Exact output of all the records is required.
Top of DATASET ENTRIES
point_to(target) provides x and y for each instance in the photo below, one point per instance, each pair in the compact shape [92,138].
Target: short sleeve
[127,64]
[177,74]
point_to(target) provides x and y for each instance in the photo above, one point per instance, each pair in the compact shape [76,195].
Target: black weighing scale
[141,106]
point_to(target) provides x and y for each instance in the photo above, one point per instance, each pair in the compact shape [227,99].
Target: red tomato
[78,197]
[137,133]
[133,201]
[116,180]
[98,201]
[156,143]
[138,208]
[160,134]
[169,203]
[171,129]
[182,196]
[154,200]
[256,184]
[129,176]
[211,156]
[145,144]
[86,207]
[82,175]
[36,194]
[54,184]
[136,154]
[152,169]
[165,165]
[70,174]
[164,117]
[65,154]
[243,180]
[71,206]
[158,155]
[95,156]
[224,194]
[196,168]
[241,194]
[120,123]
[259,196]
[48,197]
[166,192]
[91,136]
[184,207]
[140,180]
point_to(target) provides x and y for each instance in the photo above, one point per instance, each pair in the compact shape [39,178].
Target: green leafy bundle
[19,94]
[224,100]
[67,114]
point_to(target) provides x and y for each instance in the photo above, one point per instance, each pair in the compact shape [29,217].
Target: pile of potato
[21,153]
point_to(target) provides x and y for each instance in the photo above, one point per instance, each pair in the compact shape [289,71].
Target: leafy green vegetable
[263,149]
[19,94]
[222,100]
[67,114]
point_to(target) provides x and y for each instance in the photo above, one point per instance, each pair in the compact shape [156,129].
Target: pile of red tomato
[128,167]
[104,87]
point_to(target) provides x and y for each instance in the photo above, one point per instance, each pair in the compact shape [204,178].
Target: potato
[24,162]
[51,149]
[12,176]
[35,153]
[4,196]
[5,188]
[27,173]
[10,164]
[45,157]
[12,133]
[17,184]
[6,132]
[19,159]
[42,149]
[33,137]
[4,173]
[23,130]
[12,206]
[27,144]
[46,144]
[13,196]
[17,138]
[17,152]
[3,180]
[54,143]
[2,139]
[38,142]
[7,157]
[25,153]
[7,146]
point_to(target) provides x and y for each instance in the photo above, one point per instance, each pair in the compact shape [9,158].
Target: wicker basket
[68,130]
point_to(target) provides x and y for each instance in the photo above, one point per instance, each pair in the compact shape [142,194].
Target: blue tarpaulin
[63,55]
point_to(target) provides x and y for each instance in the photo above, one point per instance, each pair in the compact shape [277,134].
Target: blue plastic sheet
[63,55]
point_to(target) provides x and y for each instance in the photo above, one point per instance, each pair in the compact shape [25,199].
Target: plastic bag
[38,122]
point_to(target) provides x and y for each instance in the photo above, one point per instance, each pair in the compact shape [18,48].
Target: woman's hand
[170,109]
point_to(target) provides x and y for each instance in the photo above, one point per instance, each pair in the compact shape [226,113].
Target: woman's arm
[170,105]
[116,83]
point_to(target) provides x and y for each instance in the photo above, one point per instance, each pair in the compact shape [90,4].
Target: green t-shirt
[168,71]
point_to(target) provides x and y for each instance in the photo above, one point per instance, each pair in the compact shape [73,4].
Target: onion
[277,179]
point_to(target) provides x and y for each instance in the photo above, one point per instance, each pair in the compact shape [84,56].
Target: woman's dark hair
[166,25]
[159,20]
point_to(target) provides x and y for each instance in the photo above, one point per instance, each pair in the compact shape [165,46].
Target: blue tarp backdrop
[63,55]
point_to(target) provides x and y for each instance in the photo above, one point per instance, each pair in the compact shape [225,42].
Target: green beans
Bottom of DATASET ENTRIES
◆ **THE COMPLETED TASK**
point_to(target) provides x and y for each instance in the photo below, one point per instance, each pair in the compact shape [92,138].
Target: short sleeve
[127,64]
[177,74]
point_to(target) provides x and y for each instance in the photo above, one point per instance, each pair in the compact shape [76,195].
Target: black weighing scale
[141,106]
point_to(target) provides x and y for each instance in the photo above, one point per instance, each pair in the compact shape [227,99].
Target: red tomato
[78,197]
[137,133]
[133,201]
[116,180]
[98,201]
[156,143]
[138,208]
[160,134]
[169,203]
[171,129]
[182,196]
[154,200]
[256,184]
[129,176]
[211,156]
[145,144]
[86,207]
[82,175]
[36,194]
[54,184]
[136,154]
[152,169]
[165,165]
[70,174]
[164,117]
[65,154]
[243,180]
[71,206]
[158,155]
[95,156]
[224,194]
[196,168]
[241,194]
[120,123]
[259,196]
[48,197]
[166,192]
[91,136]
[184,207]
[140,180]
point_to(target) provides x and y for each instance in the photo above, one point per instance, each pair in the compact shape [39,178].
Target: green leafy bundle
[19,94]
[224,100]
[67,114]
point_to(target) provides x and y for each instance in the photo above, one point per instance, each pair in the compact shape [29,217].
Target: pile of potato
[21,153]
point_to(target) provides x and y for each instance in the photo above, one point per instance, each pair in the compact shape [289,71].
Target: leafy green vegetable
[263,149]
[19,94]
[222,100]
[67,114]
point_to(target) provides x and y for each instance in the photo above, one point per instance, each pair in the compact shape [156,129].
Target: pile of red tomato
[128,167]
[104,87]
point_to(target) provides x and y for each instance in the photo above, one point per instance, each pair in the compact shape [204,178].
Target: potato
[24,162]
[51,149]
[12,176]
[35,153]
[4,196]
[5,188]
[27,173]
[10,164]
[45,157]
[12,133]
[17,184]
[6,132]
[19,159]
[42,149]
[33,137]
[4,173]
[23,130]
[12,206]
[27,144]
[46,144]
[13,196]
[17,138]
[17,152]
[3,180]
[54,143]
[2,139]
[38,142]
[7,157]
[25,153]
[7,146]
point_to(target) provides x and y for each instance in the photo above, one point per instance, each pair in the compact shape [9,158].
Target: wicker basket
[68,130]
point_to(target) provides x and y for each instance in the photo above, one point per instance, each pair in the compact shape [142,194].
Target: blue tarpaulin
[63,55]
point_to(target) provides x and y for each instance in the photo above, one point per instance, each pair in the compact shape [277,134].
Target: blue plastic sheet
[63,55]
point_to(target) provides x and y for each instance in the photo above, one point per instance, each pair in the compact shape [25,199].
Target: plastic bag
[38,122]
point_to(target) provides x and y for each instance in the photo above, one point per instance, each pair in the compact shape [18,48].
Target: woman's hand
[170,109]
point_to(target) provides x and y for each instance in the photo above, one point per instance, each pair in the compact shape [226,113].
Target: woman's arm
[170,105]
[116,83]
point_to(target) provides x and y for each instance in the photo above, one point per instance, each pair in the compact shape [90,4].
Target: green t-shirt
[168,71]
point_to(target) provides x and y for each instance in the photo above, one point per instance, each pair in the compact shape [73,4].
Target: onion
[277,179]
point_to(target) provides x and y for each instance in the photo above, one point per instance, each pair in the compact shape [84,56].
Target: woman's dark hair
[166,25]
[159,20]
point_to(target) provides x and y for each instance in the photo above, one point per instance, each pair in the compact shape [165,46].
Target: blue tarp backdrop
[63,55]
point_to(target) provides x and y for each instance in the photo above, one point per instance, each pair in the compact shape [225,42].
Target: green beans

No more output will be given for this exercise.